### Problem to work on:
Carry on the cardiovascular screening text below from its last sentence.

### Document segment:

=-=-=-=-=

When to start screening?
Mass population-based screening and interventions (including “annual physicals” or periodic health assessments) for cardiac risk factors in patients without CVD do not appear to reduce CVD or all-cause mortality.15 However, this evidence is limited; many studies predated statin therapy or used lifestyle counseling as the only intervention.
Cardiovascular disease is most strongly associated with advancing age and traditional CVD risk factors.15 Patients with 1 CVD risk factor are more likely to have another CVD risk factor.15 More evidence is needed to determine which ethnicities and which noncardiac chronic medical conditions (such as chronic autoimmune inflammatory conditions like rheumatoid arthritis) are truly independently associated with elevated CVD risk.
In association with age increasing CVD risk, we support starting screening for men at age 40 and women at age 50. We debated screening all patients at age 40, but most women would be too low risk at this age, and the recommendation would not follow the best available evidence. Screening can be considered earlier for patients with known risk factors like hypertension or diabetes.
How often should I repeat lipid level measurement and CVD screening for patients not taking therapy?
For patients not taking lipid-lowering therapy, there is substantial short-term variability and minimal long-term change in lipid levels.15 Frequent lipid level testing is likely to reflect the short-term variability and is unlikely to meaningfully alter global CVD risk assessment.15 Because lipid levels change minimally over the long term and constitute only 1 variable in determining global CVD risk assessment, the same lipid profile remains relevant for many years.15 There is no need to frequently repeat the lipid profile to update risk estimation in untreated patients. Therefore, for those not taking statin therapy, screening (repeat lipid levels and risk assessment) is not required more often than every 5 years.

=-=-=-=-=

Spatial localization data
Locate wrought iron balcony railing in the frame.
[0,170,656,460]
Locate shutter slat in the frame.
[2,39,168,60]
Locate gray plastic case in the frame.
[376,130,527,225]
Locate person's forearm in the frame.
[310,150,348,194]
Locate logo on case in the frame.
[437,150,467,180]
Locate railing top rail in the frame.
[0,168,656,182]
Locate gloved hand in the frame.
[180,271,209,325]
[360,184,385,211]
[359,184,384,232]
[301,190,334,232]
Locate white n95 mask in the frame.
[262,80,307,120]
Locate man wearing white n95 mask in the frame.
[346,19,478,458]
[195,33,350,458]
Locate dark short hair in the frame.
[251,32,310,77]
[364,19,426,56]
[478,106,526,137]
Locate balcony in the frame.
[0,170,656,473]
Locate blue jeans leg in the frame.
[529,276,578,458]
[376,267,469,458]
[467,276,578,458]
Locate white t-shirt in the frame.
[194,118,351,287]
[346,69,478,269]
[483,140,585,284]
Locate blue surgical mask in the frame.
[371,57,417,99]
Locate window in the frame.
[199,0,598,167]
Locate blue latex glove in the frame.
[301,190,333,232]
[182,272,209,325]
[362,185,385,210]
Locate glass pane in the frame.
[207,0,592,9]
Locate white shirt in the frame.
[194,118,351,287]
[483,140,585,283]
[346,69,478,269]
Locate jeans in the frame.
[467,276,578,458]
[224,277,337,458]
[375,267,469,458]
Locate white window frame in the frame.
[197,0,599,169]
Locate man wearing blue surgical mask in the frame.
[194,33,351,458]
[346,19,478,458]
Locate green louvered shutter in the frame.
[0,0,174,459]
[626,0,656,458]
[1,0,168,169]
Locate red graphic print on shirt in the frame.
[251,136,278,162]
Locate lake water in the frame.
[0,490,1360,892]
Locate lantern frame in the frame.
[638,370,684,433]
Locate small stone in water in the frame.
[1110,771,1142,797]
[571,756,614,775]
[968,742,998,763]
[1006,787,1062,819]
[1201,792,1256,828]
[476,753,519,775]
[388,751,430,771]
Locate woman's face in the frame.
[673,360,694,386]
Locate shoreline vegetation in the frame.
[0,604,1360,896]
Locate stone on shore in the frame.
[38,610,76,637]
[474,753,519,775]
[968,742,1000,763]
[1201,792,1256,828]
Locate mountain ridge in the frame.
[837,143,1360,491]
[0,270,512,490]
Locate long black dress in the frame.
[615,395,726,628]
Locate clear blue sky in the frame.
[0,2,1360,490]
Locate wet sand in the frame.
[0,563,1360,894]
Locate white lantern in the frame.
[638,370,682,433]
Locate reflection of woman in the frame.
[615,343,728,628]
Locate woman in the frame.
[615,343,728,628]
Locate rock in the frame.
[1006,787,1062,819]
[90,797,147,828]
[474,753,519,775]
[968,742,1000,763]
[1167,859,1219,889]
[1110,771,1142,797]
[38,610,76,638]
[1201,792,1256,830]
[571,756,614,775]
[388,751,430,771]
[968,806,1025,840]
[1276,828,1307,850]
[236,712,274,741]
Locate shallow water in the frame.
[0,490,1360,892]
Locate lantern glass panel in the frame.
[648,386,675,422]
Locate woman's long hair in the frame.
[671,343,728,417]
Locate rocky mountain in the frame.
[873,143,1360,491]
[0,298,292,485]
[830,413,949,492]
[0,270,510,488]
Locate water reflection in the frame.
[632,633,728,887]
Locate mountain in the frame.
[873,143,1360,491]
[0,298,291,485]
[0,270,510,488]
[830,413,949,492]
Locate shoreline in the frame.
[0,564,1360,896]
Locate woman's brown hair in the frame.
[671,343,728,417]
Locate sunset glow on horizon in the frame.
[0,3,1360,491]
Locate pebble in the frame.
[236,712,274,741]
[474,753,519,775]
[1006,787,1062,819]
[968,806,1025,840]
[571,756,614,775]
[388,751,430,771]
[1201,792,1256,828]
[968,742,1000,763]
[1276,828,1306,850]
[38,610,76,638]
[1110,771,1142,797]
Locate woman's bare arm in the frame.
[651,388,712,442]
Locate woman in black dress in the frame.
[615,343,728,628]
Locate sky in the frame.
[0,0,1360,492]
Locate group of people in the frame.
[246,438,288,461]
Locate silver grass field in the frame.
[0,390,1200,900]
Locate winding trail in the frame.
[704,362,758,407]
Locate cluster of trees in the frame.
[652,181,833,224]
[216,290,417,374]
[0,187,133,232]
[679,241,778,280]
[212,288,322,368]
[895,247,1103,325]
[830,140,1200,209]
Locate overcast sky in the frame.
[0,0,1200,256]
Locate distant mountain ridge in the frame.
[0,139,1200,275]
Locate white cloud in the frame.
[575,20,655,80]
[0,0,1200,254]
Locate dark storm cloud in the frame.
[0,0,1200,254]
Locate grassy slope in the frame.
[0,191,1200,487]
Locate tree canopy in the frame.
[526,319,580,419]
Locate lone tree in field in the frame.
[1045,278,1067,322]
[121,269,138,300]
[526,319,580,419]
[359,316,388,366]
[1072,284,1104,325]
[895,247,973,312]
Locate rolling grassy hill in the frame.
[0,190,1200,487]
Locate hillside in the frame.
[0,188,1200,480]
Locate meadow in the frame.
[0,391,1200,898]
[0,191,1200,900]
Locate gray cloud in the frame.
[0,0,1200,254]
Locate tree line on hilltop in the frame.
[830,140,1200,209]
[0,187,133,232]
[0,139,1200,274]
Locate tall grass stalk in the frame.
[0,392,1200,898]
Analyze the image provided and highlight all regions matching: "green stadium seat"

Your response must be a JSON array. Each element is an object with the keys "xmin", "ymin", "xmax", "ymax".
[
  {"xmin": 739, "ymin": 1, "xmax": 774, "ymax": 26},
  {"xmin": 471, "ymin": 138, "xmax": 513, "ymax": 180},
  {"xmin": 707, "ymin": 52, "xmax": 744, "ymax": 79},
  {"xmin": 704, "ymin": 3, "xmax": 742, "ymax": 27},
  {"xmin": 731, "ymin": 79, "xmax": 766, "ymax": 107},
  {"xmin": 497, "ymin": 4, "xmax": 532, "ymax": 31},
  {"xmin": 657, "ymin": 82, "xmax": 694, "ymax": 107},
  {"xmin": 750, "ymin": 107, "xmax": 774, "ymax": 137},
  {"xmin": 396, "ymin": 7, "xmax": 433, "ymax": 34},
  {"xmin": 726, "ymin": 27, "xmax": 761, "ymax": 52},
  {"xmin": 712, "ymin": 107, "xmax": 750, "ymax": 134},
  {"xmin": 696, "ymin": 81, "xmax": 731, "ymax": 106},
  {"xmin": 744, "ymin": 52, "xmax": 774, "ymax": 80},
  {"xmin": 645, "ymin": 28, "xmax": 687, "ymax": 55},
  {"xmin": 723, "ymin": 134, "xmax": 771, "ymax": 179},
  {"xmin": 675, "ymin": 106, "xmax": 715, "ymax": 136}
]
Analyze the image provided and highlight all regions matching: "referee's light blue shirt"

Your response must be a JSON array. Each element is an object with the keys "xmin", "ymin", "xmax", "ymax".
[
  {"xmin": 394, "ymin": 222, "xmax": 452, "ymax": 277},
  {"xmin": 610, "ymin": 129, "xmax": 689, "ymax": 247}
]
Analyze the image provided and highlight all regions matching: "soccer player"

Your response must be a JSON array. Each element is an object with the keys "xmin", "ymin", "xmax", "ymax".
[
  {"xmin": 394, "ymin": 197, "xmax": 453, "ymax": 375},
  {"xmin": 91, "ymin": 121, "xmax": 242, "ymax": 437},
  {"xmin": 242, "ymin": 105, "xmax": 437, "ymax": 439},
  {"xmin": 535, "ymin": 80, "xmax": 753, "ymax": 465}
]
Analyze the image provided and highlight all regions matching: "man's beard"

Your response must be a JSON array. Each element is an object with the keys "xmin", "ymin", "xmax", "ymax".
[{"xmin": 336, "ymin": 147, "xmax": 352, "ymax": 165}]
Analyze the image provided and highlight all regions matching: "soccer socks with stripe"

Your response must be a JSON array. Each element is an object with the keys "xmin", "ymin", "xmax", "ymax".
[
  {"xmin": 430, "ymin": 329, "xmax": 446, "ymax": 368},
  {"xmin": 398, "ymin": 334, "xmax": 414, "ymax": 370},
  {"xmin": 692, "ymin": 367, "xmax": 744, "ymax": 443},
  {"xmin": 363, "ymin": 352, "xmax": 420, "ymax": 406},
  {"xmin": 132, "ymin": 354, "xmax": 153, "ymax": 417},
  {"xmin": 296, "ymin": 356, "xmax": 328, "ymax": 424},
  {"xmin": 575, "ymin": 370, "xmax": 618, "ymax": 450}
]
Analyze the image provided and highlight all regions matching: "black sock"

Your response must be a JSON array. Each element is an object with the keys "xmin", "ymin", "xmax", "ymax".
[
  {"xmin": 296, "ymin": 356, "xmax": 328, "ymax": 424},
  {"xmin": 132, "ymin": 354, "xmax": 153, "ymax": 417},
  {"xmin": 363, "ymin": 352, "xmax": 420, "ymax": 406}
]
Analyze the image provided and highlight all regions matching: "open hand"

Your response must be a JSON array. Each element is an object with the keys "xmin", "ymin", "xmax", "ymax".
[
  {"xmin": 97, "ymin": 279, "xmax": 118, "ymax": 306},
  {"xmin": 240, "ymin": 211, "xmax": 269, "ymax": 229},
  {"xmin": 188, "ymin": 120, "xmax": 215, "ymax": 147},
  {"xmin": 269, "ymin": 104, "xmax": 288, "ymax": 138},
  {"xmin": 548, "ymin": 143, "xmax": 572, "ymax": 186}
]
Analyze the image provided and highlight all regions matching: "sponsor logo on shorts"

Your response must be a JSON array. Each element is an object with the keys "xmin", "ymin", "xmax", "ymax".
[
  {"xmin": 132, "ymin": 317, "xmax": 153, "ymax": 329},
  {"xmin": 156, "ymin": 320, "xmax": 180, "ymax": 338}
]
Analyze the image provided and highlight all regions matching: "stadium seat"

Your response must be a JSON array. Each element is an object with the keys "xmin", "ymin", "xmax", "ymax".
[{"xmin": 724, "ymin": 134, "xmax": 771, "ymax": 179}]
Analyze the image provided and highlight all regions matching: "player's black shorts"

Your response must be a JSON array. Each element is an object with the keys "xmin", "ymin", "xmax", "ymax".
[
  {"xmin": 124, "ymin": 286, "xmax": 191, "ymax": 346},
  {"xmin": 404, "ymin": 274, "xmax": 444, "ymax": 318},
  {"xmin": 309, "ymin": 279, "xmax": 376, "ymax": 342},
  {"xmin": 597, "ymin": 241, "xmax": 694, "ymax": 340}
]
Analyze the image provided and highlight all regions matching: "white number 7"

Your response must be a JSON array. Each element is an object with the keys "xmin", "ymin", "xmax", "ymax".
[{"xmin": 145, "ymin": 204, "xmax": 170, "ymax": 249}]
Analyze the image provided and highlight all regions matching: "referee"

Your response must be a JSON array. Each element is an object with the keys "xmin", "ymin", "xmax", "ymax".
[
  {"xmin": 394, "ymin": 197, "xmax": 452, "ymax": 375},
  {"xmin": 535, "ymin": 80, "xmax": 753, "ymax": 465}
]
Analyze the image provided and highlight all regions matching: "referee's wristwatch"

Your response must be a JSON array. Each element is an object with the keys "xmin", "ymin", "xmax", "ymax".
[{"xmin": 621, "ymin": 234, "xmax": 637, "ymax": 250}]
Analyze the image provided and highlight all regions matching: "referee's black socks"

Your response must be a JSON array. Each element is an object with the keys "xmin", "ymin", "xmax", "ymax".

=-=-=-=-=

### Solved exercise:
Do patients need to fast to have their cholesterol level checked?
Minimal differences exist between fasting and nonfasting HDL, LDL, and total cholesterol levels.15 The differences that occur are less than the within-person variability from repeat lipid testing.15 Tests of nonfasting HDL and non-HDL levels correlate with future CVD events.15 Although triglycerides are most susceptible to change without fasting, triglycerides contribute minimally to total cholesterol levels, and triglyceride levels are not consistently associated with CVD.15 Removing the fasting restriction should improve test adherence and reduce potential patient harm (eg, hypoglycemia in patients with diabetes).15
Risk assessments
Why estimate risk?
Overall risk, not lipid levels, is the best predictor of benefit from statins.17 Estimating risk without a risk assessment tool (like Framingham) is challenging; both patients and clinicians frequently err in their estimations.18 An overreliance on lipid levels and lack of appreciated risk might contribute to why many high-risk patients go without treatment.18 Additionally, estimation of risk promotes shared, informed decision making, allowing a discussion with patients about their baseline risk and, as a result, the potential absolute benefit of taking a statin. Low-potency statins reduce baseline estimated CVD risk by about 25% and high-potency statins reduce baseline risk by about 35%.15 As an example, a patient with a 20% 10-year risk of CVD would have his or her risk reduced by 5% with low-potency (25% of 20%) or 7% with high-potency (35% of 20%) statin therapy.
We recognize that risk calculators are not without limitations. For example, in paired comparisons risk calculators disagree about risk level (high, moderate, or low) approximately 33% of the time.19 That said, risk calculation is the most reliable way to estimate patients’ CVD risk and the potential benefit from statin or ASA therapy.18 Although the Framingham risk calculator might tend to overestimate risk somewhat, it presents risks of combined CVD outcomes and has some research with validation in a Canadian population.15 To account for the issues around overestimation of risk with the Framingham tool, we used the traditional risk cutoffs of 10% and 20% compared with the US guideline (7.5%), which uses a different calculator.2
Diabetes and chronic kidney disease.
Patients with diabetes or chronic kidney disease (CKD) are at increased risk of CVD, although the risk is not equivalent to the risk in patients with coronary artery disease.15 The Framingham calculator can include diabetes in its calculation of risk. For patients with CKD, a risk calculator that includes CKD in the risk equation is recommended (eg, QRISK2).
Some clinicians might choose to simply prescribe statins to all patients with diabetes or CKD. In most cases, an individual’s risk might be above 10%, but without risk estimation it will be difficult to allow patients to make an informed choice understanding their absolute risk and the potential benefits of statin therapy.
Biomarkers.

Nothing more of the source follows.